The task: Print the data exactly. Omit the pictures.

[Image-grounded pointing data]

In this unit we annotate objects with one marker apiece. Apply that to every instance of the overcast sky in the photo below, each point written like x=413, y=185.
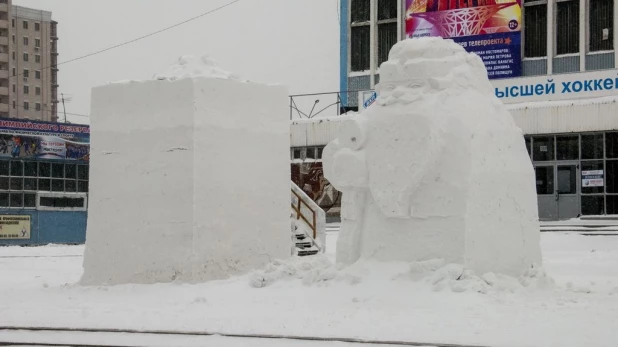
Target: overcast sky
x=291, y=42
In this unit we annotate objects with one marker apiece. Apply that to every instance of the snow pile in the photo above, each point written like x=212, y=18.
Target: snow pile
x=173, y=203
x=436, y=168
x=189, y=66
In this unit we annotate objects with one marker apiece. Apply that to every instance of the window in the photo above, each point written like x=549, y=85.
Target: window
x=535, y=30
x=543, y=148
x=567, y=27
x=360, y=35
x=601, y=22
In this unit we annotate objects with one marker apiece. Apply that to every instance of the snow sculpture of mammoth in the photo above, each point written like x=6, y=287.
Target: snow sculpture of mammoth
x=436, y=168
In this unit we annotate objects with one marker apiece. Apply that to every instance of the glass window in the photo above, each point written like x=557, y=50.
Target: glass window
x=57, y=185
x=17, y=183
x=567, y=27
x=30, y=169
x=44, y=170
x=611, y=145
x=543, y=148
x=387, y=9
x=4, y=199
x=17, y=200
x=611, y=203
x=29, y=200
x=593, y=205
x=17, y=168
x=82, y=172
x=70, y=171
x=593, y=181
x=535, y=31
x=58, y=170
x=44, y=184
x=359, y=50
x=82, y=186
x=4, y=167
x=360, y=11
x=544, y=180
x=601, y=25
x=567, y=179
x=387, y=38
x=612, y=176
x=70, y=186
x=30, y=183
x=567, y=147
x=592, y=146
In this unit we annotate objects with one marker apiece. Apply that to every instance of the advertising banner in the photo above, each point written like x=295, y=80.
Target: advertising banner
x=489, y=28
x=42, y=140
x=592, y=178
x=14, y=227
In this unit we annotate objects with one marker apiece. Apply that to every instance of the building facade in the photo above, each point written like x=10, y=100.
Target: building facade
x=28, y=63
x=552, y=62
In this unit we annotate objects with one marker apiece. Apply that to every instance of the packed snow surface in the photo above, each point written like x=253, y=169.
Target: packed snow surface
x=194, y=66
x=574, y=305
x=170, y=198
x=436, y=168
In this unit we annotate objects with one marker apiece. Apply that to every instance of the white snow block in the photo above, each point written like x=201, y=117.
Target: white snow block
x=189, y=180
x=436, y=168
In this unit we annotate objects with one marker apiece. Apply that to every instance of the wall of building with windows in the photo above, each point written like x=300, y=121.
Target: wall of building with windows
x=43, y=183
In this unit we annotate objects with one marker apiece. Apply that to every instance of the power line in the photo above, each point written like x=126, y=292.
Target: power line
x=139, y=38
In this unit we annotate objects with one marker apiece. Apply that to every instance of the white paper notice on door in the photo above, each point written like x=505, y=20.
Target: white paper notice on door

Answer section:
In this unit we annotate objects with one marker apiece. Apply that to every instance of the overcast sky in the photo below, each point written like x=413, y=185.
Target: overcast sky
x=291, y=42
In this unit we annotate objects with one marker apiece. Apply that to every instance of the snow pile in the photo above, each point written like x=212, y=18.
Target: snow pile
x=173, y=203
x=436, y=168
x=189, y=66
In this unit we annotate objects with one marker apiece. Apply that to every instance of the window in the photo above, each point written like x=549, y=85.
Target: window
x=535, y=30
x=543, y=148
x=567, y=27
x=360, y=35
x=601, y=22
In this unit we annotate objects with one marker apiece. Apply that to every instance of the snow sculpture of mammoth in the photo above, each point written like x=6, y=287.
Target: snow sculpture of mammoth
x=436, y=168
In this unit we annotate objects with one marker apiece. Apply that to every instance of the glass window in the photo above, each point written like x=557, y=50.
Target: glass window
x=57, y=185
x=17, y=183
x=567, y=27
x=30, y=169
x=44, y=170
x=611, y=145
x=543, y=148
x=387, y=9
x=4, y=199
x=17, y=200
x=611, y=203
x=29, y=200
x=593, y=205
x=17, y=168
x=82, y=172
x=70, y=171
x=593, y=181
x=535, y=31
x=58, y=170
x=44, y=184
x=359, y=50
x=82, y=186
x=4, y=167
x=360, y=11
x=544, y=180
x=601, y=25
x=567, y=179
x=387, y=38
x=612, y=176
x=70, y=186
x=30, y=183
x=567, y=147
x=592, y=146
In this unit we annotate objects with one marker apiece. Apply that to every instance of the advertising banner in the photo above, each point written like x=295, y=80.
Target: advertising banner
x=489, y=28
x=42, y=140
x=592, y=178
x=14, y=227
In this unit we annotate objects with one marker apiece. Apply that to every instance of the building facade in the photo above, each point written like x=10, y=100.
Target: building facade
x=28, y=63
x=552, y=62
In this unit we annotate objects with one marker apiece. Apply that to every instance of the packed snow surface in the photo above, each point written like x=253, y=169.
Target: packed snow surface
x=194, y=66
x=574, y=305
x=170, y=198
x=436, y=168
In this unit we annotate objects with one marker apiece. Apply that to every instance of the white snow block in the photo above, each point written like x=201, y=117.
Target: white snow block
x=189, y=180
x=436, y=168
In this unit we annotate objects with one marker apiece. Apply that to every instance of the wall of building with windows in the photo above, each point written like x=300, y=121.
Target: wall of building with windows
x=43, y=183
In this unit we annotate objects with one marker apiece. Apply that to every instance of the power line in the photo above, each point written like x=126, y=292.
Target: power line
x=139, y=38
In this unit we annotate objects with one marker apiece. Apply that to every instance of the white paper notice on door in the photo above, each point written like x=505, y=20.
Target: white paper notice on door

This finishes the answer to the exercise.